__Work to complete__:
Give every one of the rows below as a numbered list, skipping blank lines and leaving out the pictures.

__Raw records__:
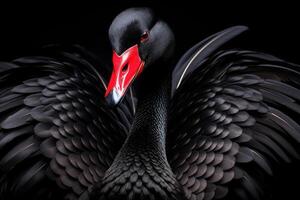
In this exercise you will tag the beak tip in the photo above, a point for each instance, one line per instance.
(112, 98)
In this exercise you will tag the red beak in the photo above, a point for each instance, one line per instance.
(125, 68)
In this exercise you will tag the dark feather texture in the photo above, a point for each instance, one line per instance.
(232, 122)
(57, 135)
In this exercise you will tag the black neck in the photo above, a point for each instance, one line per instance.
(150, 122)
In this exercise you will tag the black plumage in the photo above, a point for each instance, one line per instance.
(226, 128)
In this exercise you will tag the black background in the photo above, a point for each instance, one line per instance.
(273, 29)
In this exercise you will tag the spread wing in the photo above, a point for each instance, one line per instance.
(232, 122)
(57, 136)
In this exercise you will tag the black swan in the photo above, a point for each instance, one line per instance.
(213, 126)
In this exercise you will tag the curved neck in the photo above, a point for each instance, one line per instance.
(150, 121)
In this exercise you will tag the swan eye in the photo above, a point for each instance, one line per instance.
(144, 37)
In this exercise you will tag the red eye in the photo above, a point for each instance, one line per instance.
(144, 37)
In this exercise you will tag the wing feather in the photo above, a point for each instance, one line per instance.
(57, 135)
(240, 112)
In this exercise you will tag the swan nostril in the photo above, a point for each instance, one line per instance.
(125, 68)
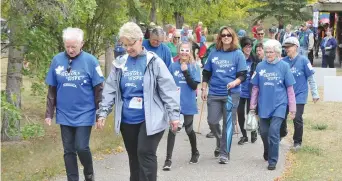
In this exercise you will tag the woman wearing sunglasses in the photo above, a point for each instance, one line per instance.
(225, 69)
(246, 45)
(146, 102)
(174, 45)
(187, 76)
(272, 91)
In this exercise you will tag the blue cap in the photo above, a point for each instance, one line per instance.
(241, 33)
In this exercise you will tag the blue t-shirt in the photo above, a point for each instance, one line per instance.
(162, 51)
(301, 69)
(131, 86)
(245, 86)
(188, 101)
(272, 80)
(75, 104)
(224, 66)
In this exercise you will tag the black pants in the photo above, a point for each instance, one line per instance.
(241, 114)
(141, 151)
(188, 124)
(298, 125)
(76, 142)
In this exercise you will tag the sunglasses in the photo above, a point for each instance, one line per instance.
(226, 35)
(183, 50)
(69, 66)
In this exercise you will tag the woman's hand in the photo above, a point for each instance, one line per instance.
(174, 125)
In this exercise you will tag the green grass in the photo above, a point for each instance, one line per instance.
(42, 158)
(320, 158)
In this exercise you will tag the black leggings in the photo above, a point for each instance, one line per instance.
(241, 114)
(188, 124)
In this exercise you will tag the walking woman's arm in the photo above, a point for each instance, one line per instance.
(108, 95)
(254, 97)
(51, 102)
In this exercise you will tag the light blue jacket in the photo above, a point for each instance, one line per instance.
(161, 100)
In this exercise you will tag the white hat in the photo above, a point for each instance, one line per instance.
(290, 42)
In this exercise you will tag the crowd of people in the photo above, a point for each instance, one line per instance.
(157, 78)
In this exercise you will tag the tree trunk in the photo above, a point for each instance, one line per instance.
(179, 20)
(153, 16)
(109, 56)
(13, 86)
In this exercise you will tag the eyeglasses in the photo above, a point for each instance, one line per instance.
(130, 45)
(226, 35)
(184, 50)
(69, 66)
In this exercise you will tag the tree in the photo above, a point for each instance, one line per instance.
(281, 10)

__Response to the task__:
1. In this exercise you will tag the beak tip in the photo above, a point for each instance, one line per instance.
2. (112, 98)
3. In this exercise you will tag the red beak in the photo above, a point for each instance, one line per instance.
4. (125, 68)
5. In this exercise you will tag the dark feather texture in the photo above, a point for each instance, one line per instance.
6. (232, 122)
7. (57, 135)
8. In this exercise you will tag the black neck in the photo above, a point for each instance, one line per instance.
9. (150, 122)
10. In this exercise you will tag the black plumage in the photo above, a point for each instance, one line per instance.
11. (226, 128)
12. In this exercise you will tag the black background in the photo above, a point for each instance, one line per instance.
13. (273, 29)
14. In this exercise you will tag the spread wing in the photo above, a point for each instance, one line per instance.
15. (232, 122)
16. (57, 136)
17. In this exercise you will tag the black swan in the photo above, a point for each instance, one line per instance.
18. (213, 126)
19. In this exercise you will tag the curved neck in the photo above, a point for each instance, one line per instance.
20. (150, 121)
21. In this exercise you will tag the swan eye in the photo above, a point for each instance, one line per instance.
22. (144, 37)
23. In this exercise you will tag the red eye in the photo above, a point for each instance, one line per instance.
24. (144, 37)
25. In this exercise you will tag the wing feather in the photo above, a point for each instance, one line per instance.
26. (57, 135)
27. (240, 112)
28. In this exercise you will tag the swan nostril in the photo above, a point for each instance, one line per instance.
29. (125, 68)
30. In this exercise you will tag the woman wearing sunglasses in the photo above, a point for each instance, one line per instance.
31. (225, 69)
32. (246, 45)
33. (146, 102)
34. (174, 45)
35. (187, 76)
36. (272, 91)
37. In this exercise you will tag the blue cap in the photo above, a point for each instance, one line per instance.
38. (241, 33)
39. In this exercise you will tag the blue t-shirt in the photo above, a point for each instance, one line per instance.
40. (162, 51)
41. (301, 69)
42. (131, 86)
43. (245, 86)
44. (188, 101)
45. (272, 80)
46. (75, 104)
47. (224, 66)
48. In this exercise you will tag the black pants in the photo above, a point for each instance, one line per instance.
49. (241, 114)
50. (141, 151)
51. (188, 124)
52. (298, 125)
53. (76, 142)
54. In this exercise you will tag the sunglasses in the photo above, a point for each instance, one line per instance.
55. (226, 35)
56. (183, 50)
57. (69, 66)
58. In this exercise you will tag the woman's hand in the photo above, a point for each instance, one line per instance.
59. (174, 125)
60. In this exercise you will tag the green grass in the photo above, a point for each instance, one line per instance.
61. (42, 158)
62. (320, 158)
63. In this exercise you will tag the black leggings in the photo above, a point for each instance, one line per instance.
64. (241, 114)
65. (188, 124)
66. In this exercise you will tag the walking woman's arm in the photo above, a point for each instance, one line per instance.
67. (108, 95)
68. (254, 97)
69. (51, 102)
70. In this exercise you will tag the light blue jacket in the photo above, a point for each instance, one line per instance.
71. (161, 100)
72. In this exercise you will tag the white hat in the photo above, a point for each instance, one line per instance.
73. (290, 42)
74. In this exercise you will tag the crowd of people in the photo above, a point for each instance, one line per instance.
75. (157, 78)
76. In this exercise you will tag the tree trunk in the photo above, a point for each instance, one line per instance.
77. (179, 20)
78. (153, 16)
79. (109, 56)
80. (13, 86)
81. In this exercise you will tag the eyeglasses in the photo above, a point for each instance, one line per instance.
82. (130, 45)
83. (226, 35)
84. (184, 50)
85. (69, 66)
86. In this exercise you will tag the tree in the photo above, a point for each instance, one line per instance.
87. (281, 10)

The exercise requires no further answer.